(Stored data entries)
<<<<

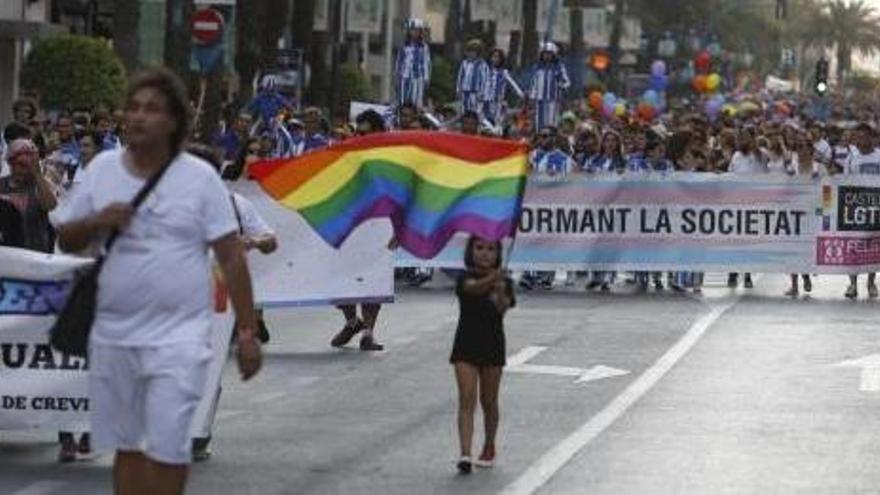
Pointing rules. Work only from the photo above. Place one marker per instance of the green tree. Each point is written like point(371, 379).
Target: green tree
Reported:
point(442, 88)
point(126, 30)
point(354, 85)
point(852, 27)
point(178, 39)
point(72, 71)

>>>>

## [DESCRIPTION OF THE TASK]
When you transcribe the entries above, keep every word exact and leave out the pictures.

## [RESULT FOR THIS TASK]
Pointing rules. Work only from the photo above. Place one marker per instance of the green tree. Each point is written like point(371, 379).
Target: green tree
Reported:
point(442, 88)
point(126, 30)
point(354, 85)
point(852, 27)
point(178, 39)
point(72, 71)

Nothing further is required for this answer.